GIVEN RECORDS –
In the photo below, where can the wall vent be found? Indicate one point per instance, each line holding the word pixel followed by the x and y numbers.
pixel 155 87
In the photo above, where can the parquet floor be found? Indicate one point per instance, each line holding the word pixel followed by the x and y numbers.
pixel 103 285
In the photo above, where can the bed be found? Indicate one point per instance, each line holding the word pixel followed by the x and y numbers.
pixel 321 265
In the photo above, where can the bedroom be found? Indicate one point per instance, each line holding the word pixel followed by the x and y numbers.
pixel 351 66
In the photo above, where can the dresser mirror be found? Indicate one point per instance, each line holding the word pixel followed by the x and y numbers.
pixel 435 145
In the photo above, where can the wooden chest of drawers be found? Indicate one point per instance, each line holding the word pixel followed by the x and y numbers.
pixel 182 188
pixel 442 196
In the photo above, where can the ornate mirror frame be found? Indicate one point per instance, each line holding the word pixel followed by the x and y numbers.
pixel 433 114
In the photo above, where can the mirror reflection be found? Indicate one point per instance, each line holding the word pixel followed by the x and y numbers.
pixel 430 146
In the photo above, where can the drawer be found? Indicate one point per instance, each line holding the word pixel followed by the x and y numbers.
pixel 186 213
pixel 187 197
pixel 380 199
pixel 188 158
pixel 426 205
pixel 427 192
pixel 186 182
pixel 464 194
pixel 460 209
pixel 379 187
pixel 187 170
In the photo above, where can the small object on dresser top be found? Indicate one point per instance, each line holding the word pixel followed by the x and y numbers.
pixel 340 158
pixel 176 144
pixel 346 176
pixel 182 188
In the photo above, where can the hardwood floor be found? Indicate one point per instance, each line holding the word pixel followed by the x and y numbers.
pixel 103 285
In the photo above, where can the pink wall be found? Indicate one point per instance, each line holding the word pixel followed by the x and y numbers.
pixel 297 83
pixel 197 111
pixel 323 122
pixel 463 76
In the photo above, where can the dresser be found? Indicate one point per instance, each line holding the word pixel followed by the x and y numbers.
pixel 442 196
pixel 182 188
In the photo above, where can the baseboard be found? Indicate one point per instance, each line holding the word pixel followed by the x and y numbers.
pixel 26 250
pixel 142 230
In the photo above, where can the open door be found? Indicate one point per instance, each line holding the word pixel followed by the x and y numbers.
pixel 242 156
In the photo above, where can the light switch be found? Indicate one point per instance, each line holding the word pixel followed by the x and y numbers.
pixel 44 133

WHAT TO WORK ON –
Reproduce everything from the line containing "In the photo above, where can the small" down to the end of the data above, character for character, with both ends included.

SOLUTION –
In the photo above, where can the small object on dresser top be found? Indicate one point per instance, each line holding the word pixel followed by the x and y numbers.
pixel 340 158
pixel 176 144
pixel 346 176
pixel 182 188
In the photo above, where can the hardwood floor be found? Indicate one point per instance, each line holding the word pixel followed by the x and y numbers.
pixel 103 285
In the photo above, where can the pink wall be found? Indicate one point per instance, each line holding the word pixel followed by the x and y numbers.
pixel 297 83
pixel 197 111
pixel 323 122
pixel 463 76
In the photo above, where can the dresser be found? Indicate one point per instance, each line holding the word pixel followed by the x and y numbers.
pixel 442 196
pixel 182 188
In the photo above, where can the baseboard be found? Indicate one point per instance, each line holding the word pixel followed by the x and y numbers.
pixel 26 250
pixel 142 230
In the photo above, where can the open door be found? Indicate one point per instance, each line holding the word pixel followed by the x and y numbers.
pixel 242 156
In the photo above, where can the light switch be found? Indicate one point per instance, each line holding the word pixel followed by the x and y numbers.
pixel 44 133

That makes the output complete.